Kutipan Dokumen:
>>>>>
Jakarta

Perlindungan Hak Ulayat dan Hak Masyarakat Adat Papua: Suara dari LSM Pijar Keadilan dan Pergerakan Masyarakat Papua

Madalin
×

Perlindungan Hak Ulayat dan Hak Masyarakat Adat Papua: Suara dari LSM Pijar Keadilan dan Pergerakan Masyarakat Papua

Sebarkan artikel ini
Perlindungan Hak Ulayat dan Hak Masyarakat Adat Papua: Suara dari LSM Pijar Keadilan dan Pergerakan Masyarakat Papua

MITRAPOL.com, Jakarta – Keberadaan masyarakat hukum adat di Indonesia memiliki sejarah yang panjang dan kompleks, mencerminkan kekayaan budaya yang terintegrasi dalam kehidupan bernegara.

Keberagaman adat di seluruh kepulauan Indonesia menggambarkan dimensi sosial yang tetap dan alami, di mana masyarakat adat hidup dalam komunitas yang diatur berdasarkan norma-norma tradisional yang berkelanjutan.

Konstitusi Indonesia, melalui Pasal 18B ayat (2) UUD 1945, telah memberikan pengakuan dan penghormatan terhadap kesatuan masyarakat hukum adat, termasuk hak-hak tradisional mereka.

Salah satu hak utama yang dijamin adalah hak ulayat atau hak adat atas tanah, yang menjadi prioritas utama dalam perlindungan hukum bagi masyarakat adat, terutama di bidang agraria.

Hal ini tercermin dalam Pasal 3 Undang-Undang Pokok Agraria No. 5 Tahun 1960, yang menegaskan bahwa hak ulayat harus dijalankan sesuai dengan kepentingan nasional dan negara.

Hukum adat sendiri merupakan kompleks norma yang bersumber dari rasa keadilan masyarakat dan terus berkembang.

Norma-norma ini meliputi aturan perilaku dalam kehidupan sehari-hari yang dihormati oleh masyarakat adat, meski sebagian besar tidak tertulis.

Keberadaannya diakui secara hukum, dan mencakup aspek-aspek kebudayaan lokal, termasuk peran lembaga adat dalam menyelesaikan sengketa baik perdata maupun pidana di antara masyarakat adat.

Perlindungan Hak Ulayat dan Hak Masyarakat Adat Papua: Suara dari LSM Pijar Keadilan dan Pergerakan Masyarakat Papua

Perlindungan hak-hak masyarakat adat, khususnya di Papua, semakin diperkuat melalui Undang-Undang Otonomi Khusus Papua, yaitu UU No. 21 Tahun 2001 yang kemudian direvisi melalui UU No. 2 Tahun 2021.
<<<<<
Informasi yang Diberikan:
>>>>>
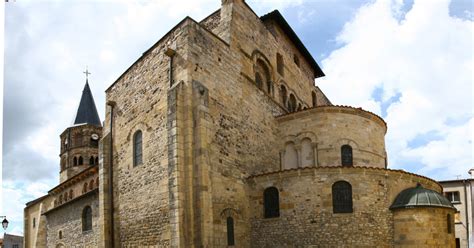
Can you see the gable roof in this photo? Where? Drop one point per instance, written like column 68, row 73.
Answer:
column 87, row 112
column 278, row 18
<<<<<
Daftar Tugas:
a) Dalam kutipan dokumen tentang hak ulayat masyarakat adat Papua, pasal UUD 1945 mana yang memberikan pengakuan dan penghormatan terhadap kesatuan masyarakat hukum adat?
b) Tuliskan lanjutan kutipan dokumen tentang hak ulayat masyarakat adat Papua, dimulai setelah kalimat terakhirnya.

Jawaban Tugas:
a) Pasal 18B ayat (2) UUD 1945.

b)
Dalam undang-undang ini, masyarakat adat Papua, melalui lembaga adat dan hak-hak ulayat, diakui dan dilindungi secara khusus.

Undang-Undang ini menegaskan peran penting hak ulayat sebagai bagian dari identitas masyarakat adat di Papua.

Papua memiliki tujuh wilayah adat, yaitu Tabi, Saireri, Anim Ha, Lapago, Mepago, Bomberai, dan Domberai, yang semuanya diakui dalam kerangka hukum perlindungan masyarakat adat.

Beberapa peraturan daerah khusus (Perdasus) juga diterbitkan untuk mendukung hak-hak adat ini, seperti Perdasus No. 20 Tahun 2008 tentang Peradilan Adat dan Perdasus No. 23 Tahun 2008 tentang Hak Ulayat dan Hak Perorangan.

Namun, tantangan dalam perlindungan hak ulayat masih sering terjadi, seperti yang dialami oleh suku Ireeuw di Hamadi, Papua.

Tanah adat “OH YAP”, yang secara adat merupakan hak milik suku Ireeuw, terancam oleh klaim pemerintah melalui keputusan Menteri Keuangan No. 456/KMK.06/2018, yang menetapkan tanah tersebut sebagai bagian dari aset eks Yayasan Kerjasama untuk Pembangunan Irian Jaya.

Keputusan ini dianggap bertentangan dengan peraturan perundang-undangan dan hak-hak adat yang sah.

Perlindungan Hak Ulayat dan Hak Masyarakat Adat Papua: Suara dari LSM Pijar Keadilan dan Pergerakan Masyarakat Papua

Tuntutan LSM Pijar Keadilan Demokrasi dan Pergerakan Masyarakat Papua:

1. Pengakuan Hak Adat Papua
Negara harus mengakui, menghormati, dan melindungi hak-hak masyarakat hukum adat Papua, yang merupakan bagian dari identitas rumpun Melanesia.

Landasan hukumnya meliputi Pasal 18B ayat (2) UUD 1945, UU Otonomi Khusus Papua, serta berbagai peraturan lainnya yang mendukung perlindungan hak ulayat masyarakat adat.

2. Pembatalan Klaim Aset oleh Kementerian Keuangan
LSM Pijar Keadilan menuntut Menteri Keuangan untuk menghapus tanah adat suku Ireeuw dari daftar aset eks Yayasan Kerjasama Irian Jaya, sesuai dengan keputusan Menteri Keuangan No. 456/KMK.06/2018, karena bertentangan dengan hukum adat dan peraturan perundang-undangan yang berlaku.

3. Tidak Ada Intervensi pada Proses Sertifikasi Tanah
Kementerian Keuangan diminta untuk tidak melakukan intervensi terhadap proses pendaftaran sertifikat hak milik (SHM) tanah adat tersebut yang saat ini berada di Badan Pertanahan Nasional (BPN) Jayapura.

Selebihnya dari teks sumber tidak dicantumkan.